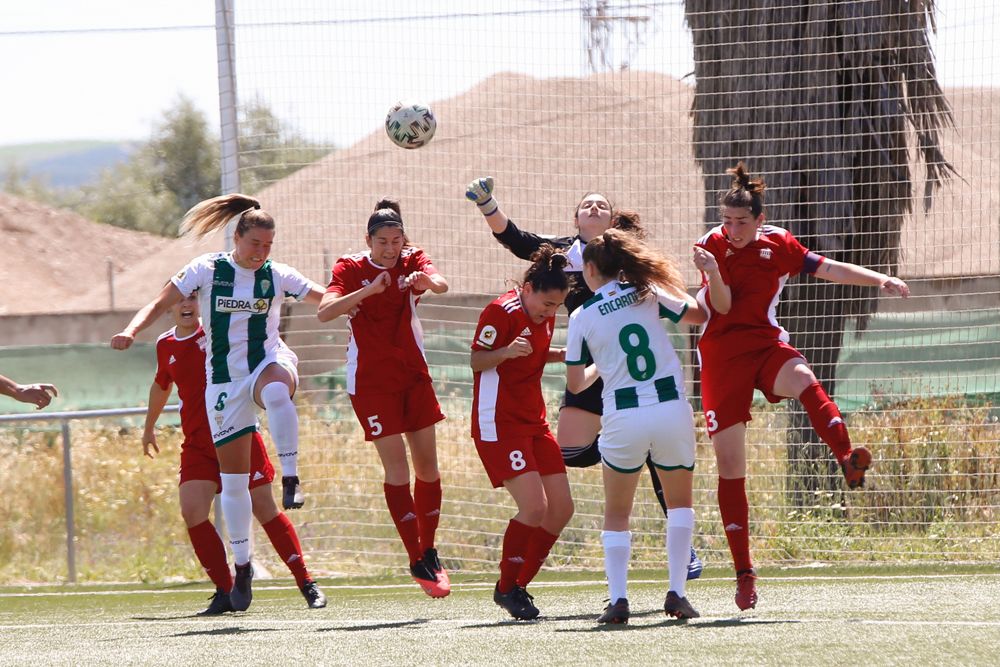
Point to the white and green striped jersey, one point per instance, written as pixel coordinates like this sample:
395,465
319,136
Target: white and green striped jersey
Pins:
240,309
622,335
•••
## Task prompt
Rewrite all the entries above, changing "jersey" to "shirt" and keeping everything else the same. Leave out the pictures.

## Response
Point to the white and green striped shirt, one point per instance, written as pixel coordinates like this sample:
395,465
319,136
Target: white and green striped shirt
Pins:
240,309
622,335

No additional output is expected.